START Dataset entries

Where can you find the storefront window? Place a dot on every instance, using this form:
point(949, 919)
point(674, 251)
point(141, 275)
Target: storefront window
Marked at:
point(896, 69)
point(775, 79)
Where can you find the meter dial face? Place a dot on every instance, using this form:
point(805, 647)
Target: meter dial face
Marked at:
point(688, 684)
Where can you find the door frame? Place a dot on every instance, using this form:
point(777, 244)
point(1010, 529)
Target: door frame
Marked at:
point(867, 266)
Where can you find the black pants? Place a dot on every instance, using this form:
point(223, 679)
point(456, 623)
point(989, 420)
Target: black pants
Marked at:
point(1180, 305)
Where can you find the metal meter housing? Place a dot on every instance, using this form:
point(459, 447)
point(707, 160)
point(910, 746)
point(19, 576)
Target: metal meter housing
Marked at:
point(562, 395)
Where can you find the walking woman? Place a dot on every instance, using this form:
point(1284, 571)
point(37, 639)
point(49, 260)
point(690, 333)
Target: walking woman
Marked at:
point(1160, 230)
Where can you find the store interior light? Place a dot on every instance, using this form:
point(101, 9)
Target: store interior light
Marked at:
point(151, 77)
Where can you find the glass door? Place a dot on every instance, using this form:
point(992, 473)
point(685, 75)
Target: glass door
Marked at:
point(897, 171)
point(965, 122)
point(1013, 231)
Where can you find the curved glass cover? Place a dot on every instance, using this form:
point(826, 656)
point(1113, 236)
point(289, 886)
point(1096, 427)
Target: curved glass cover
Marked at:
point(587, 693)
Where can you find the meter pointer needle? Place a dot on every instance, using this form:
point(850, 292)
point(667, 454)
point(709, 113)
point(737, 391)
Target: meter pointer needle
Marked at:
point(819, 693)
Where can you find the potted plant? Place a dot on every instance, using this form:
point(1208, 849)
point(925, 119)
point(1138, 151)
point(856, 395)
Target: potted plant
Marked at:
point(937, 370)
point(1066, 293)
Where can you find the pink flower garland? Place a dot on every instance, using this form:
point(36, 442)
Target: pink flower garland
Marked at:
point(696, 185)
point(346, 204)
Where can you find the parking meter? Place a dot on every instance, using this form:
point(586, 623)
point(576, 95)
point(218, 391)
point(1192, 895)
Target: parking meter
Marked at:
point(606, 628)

END Dataset entries

▶ [Task statement]: Please update all the lines above so that every "Marked at" reads "Located at", leaving everything else unchanged.

▶ [Output of the exercise]:
Where can you find the storefront window? Place a dot on every instance, using this form:
point(949, 919)
point(674, 251)
point(141, 275)
Target: storefront window
Located at:
point(896, 69)
point(775, 79)
Where can you find the meter dial face? Place a dot on every instance, using this form:
point(805, 647)
Target: meter dial face
Located at:
point(688, 684)
Where can you find the door frame? Place a dot on every instance, using this form:
point(777, 244)
point(1010, 529)
Target: door frame
Located at:
point(867, 266)
Where can you find the black pants? Place a dot on every instance, using this form:
point(223, 679)
point(456, 623)
point(989, 420)
Target: black pants
Located at:
point(1180, 305)
Where can you find the metal meter housing? Place a dot on every instance, using this form:
point(459, 447)
point(707, 160)
point(910, 746)
point(19, 576)
Target: metal meter housing
Located at:
point(562, 395)
Where can you find the walking woman? Place a dot on every instance, using this form:
point(1284, 571)
point(37, 639)
point(49, 260)
point(690, 333)
Target: walking woman
Located at:
point(1160, 230)
Where can you find the store interior light? Place a dot on every instance, using this form:
point(101, 9)
Target: store interior light
Located at:
point(151, 77)
Where can you find the glass door? Place a dot on every instance, using this form:
point(992, 473)
point(685, 75)
Target: glass door
Located at:
point(897, 171)
point(965, 122)
point(1013, 231)
Where can you find the curved glass cover? Place a dot on every instance, using this form:
point(826, 656)
point(1113, 236)
point(289, 886)
point(1096, 427)
Target: curved glass cover
Located at:
point(587, 693)
Where can you find the meter pointer needle? Place a dot on every instance, using this form:
point(850, 292)
point(667, 454)
point(709, 113)
point(737, 391)
Target: meter pointer needle
Located at:
point(819, 693)
Where can you find the potted plant? Place a dot on every instance, using this form:
point(1208, 849)
point(925, 119)
point(1138, 151)
point(856, 395)
Target: potted plant
Located at:
point(937, 370)
point(1066, 293)
Where can you find the pink flower garland? Place a dot on every instance, using this form:
point(36, 442)
Target: pink flower garland
Located at:
point(696, 185)
point(346, 204)
Where can you find the parking meter? Place a dot on every instance, using this form:
point(586, 623)
point(576, 95)
point(218, 391)
point(1192, 895)
Target: parking meter
Located at:
point(606, 628)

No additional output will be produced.